Indicazioni e requisiti
Nel brano, a partire da "Fu l'accento della" e fino a "e virilità dell'espressione.", sostituisci "voce possente" con "voce potente" e riscrivi il passo così modificato.

Il medesimo era del misticismo.
L'ispirazione artistica, da cui erano usciti gl'Inni e il Cinque maggio e l'Ermengarda, non fu più il quadro, fu l'accessorio, un semplice colore attaccaticcio sopra un fondo estraneo, filosofico e politico.
Vennero gl'inni alle scienze, alle arti, gl'inni di guerra.
Rimasero madonne, angioli, santi e paradiso, a quel medesimo modo che prima Pallade, Venere e Cupido, semplici ornamenti e macchine poetiche, estranee all'intimo spirito della composizione, o puramente arcadiche.
Dove la poesia gitta via ogni involucro romantico e classico, è ne' versi del Berchet.
E non poco vi contribuì lord Byron, vivuto lungo tempo in Venezia, di cui si sentono i fieri accenti nell'Esule di Parga.
Se Giovanni Berchet fosse rimasto in Italia, probabilmente il suo genio sarebbe rimasto inviluppato nelle allusioni e nelle ombre del romanticismo.
Ma esule portava a Londra i dolori e i furori della patria tradita e vinta.
Fu l'accento della collera nazionale in una lirica, che, lasciate le generalità de' sonetti e delle canzoni, s'innestò al dramma, e colse la vita nelle più patetiche situazioni.
La voce possente di questa lirica drammatica giunse solitaria in un'Italia, dove i secondi fini della prudenza politica avevano rintuzzata la verità e virilità dell'espressione.
Si era trovata una specie di modus vivendi, come si direbbe oggi, una conciliazione provvisoria tra principi e popoli.
I freni si allentavano, ci era una maggiore libertà di scrivere, di parlare, di riunirsi, sempre in nome del progresso, della coltura, della civiltà: gli avversari erano detti «oscurantisti».
I principi facevano bocca da ridere; promettevano riforme; e sino il più restio, Ferdinando II, chiamava alle cattedre, alla magistratura, a' ministeri uomini colti, e per bocca di monsignor Mazzetti annunziava un largo riordinamento degli studi.
Che si voleva più? I liberali, con quel senso squisito dell'opportunità che ha ciascuno nell'interesse proprio, inneggiavano a' principi, stringevano la mano a' preti, fino ridevano a' gesuiti.
Fu allora che apparve in Italia un'opera stranissima, il Primato di Vincenzo Gioberti.
Ivi con molta facilità di eloquio, con grande apparato di erudizione, con superbia e ricercatezza di formole si proclamava il primato della civiltà italiana riannodata attraverso le glorie romane alle tradizioni italo-pelasgiche, fondata sul papato restitutore della religione nella sua purità, riconciliato con le idee moderne, e tendente all'autocrazia dell'ingegno e al riscatto delle plebi.
La creazione sostituita al divenire egheliano rimetteva le gambe al soprannaturale e alla rivelazione, tutto il Risorgimento era dichiarato eterodosso o acattolico, e il presente si ricongiungeva immediatamente col medio evo.
Era la conciliazione politica sublimata a filosofia, era la filosofia costruita ad uso del popolo italiano.
Frate Campanella pareva uscito dalla sua tomba.

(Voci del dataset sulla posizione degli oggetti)

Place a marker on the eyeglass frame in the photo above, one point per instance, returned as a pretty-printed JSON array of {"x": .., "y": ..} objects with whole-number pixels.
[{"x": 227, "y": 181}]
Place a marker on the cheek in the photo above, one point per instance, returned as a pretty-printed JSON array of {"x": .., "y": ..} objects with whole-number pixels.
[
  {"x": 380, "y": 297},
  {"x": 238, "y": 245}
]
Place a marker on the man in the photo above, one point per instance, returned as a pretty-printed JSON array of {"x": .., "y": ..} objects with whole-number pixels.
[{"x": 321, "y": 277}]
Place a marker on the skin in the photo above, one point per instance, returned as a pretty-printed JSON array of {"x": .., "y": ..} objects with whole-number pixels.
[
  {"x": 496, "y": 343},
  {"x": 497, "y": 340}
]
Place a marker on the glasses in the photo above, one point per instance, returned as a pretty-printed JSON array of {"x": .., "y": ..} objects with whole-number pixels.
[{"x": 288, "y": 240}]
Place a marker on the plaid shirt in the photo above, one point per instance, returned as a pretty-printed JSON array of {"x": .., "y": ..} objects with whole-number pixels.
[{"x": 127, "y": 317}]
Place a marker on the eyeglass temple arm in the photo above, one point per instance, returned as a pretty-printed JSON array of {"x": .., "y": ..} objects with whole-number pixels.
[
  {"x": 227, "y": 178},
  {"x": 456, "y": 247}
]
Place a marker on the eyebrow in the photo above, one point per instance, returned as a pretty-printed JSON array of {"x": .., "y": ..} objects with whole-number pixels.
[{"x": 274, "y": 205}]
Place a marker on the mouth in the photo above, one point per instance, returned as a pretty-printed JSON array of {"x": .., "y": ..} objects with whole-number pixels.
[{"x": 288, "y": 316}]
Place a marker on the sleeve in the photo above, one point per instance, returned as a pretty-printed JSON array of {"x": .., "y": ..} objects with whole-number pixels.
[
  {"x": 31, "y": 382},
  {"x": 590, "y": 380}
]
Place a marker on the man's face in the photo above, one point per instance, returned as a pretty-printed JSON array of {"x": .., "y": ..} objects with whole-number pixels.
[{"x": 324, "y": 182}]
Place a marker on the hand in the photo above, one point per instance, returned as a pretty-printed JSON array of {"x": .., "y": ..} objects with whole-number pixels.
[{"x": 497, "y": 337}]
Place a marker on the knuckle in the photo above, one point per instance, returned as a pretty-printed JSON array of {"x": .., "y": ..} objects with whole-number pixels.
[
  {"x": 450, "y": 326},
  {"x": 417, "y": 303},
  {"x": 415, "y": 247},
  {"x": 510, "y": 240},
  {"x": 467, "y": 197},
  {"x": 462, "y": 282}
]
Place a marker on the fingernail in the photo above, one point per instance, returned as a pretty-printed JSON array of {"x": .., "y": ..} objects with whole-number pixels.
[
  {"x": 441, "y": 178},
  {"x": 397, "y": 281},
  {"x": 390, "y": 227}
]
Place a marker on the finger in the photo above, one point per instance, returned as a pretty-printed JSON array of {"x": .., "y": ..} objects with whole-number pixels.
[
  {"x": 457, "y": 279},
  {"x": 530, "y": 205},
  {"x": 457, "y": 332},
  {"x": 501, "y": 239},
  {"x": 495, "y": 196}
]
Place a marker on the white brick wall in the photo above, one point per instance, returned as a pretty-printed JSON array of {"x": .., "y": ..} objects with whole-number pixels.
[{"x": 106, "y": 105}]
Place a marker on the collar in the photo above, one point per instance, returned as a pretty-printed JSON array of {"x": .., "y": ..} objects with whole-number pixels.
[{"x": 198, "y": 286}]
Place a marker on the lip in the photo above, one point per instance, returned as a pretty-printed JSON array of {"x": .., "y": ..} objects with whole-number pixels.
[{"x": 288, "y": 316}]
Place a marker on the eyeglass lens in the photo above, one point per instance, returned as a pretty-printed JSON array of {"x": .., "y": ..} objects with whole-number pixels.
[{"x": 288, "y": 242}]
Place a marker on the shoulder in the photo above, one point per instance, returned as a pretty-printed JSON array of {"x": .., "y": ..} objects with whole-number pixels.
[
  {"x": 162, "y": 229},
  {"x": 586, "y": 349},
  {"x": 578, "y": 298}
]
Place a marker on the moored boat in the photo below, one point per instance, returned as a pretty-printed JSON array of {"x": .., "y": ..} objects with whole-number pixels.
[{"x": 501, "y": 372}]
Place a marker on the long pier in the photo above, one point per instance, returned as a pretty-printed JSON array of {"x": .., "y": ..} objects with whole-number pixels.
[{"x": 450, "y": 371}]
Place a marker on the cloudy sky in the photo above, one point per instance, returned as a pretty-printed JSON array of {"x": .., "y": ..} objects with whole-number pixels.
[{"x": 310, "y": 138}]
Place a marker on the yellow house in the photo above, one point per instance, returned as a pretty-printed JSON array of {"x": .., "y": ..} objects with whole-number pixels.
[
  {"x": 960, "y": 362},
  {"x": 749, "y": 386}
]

Risultato del compito
Fu l'accento della collera nazionale in una lirica, che, lasciate le generalità de' sonetti e delle canzoni, s'innestò al dramma, e colse la vita nelle più patetiche situazioni.
La voce potente di questa lirica drammatica giunse solitaria in un'Italia, dove i secondi fini della prudenza politica avevano rintuzzata la verità e virilità dell'espressione.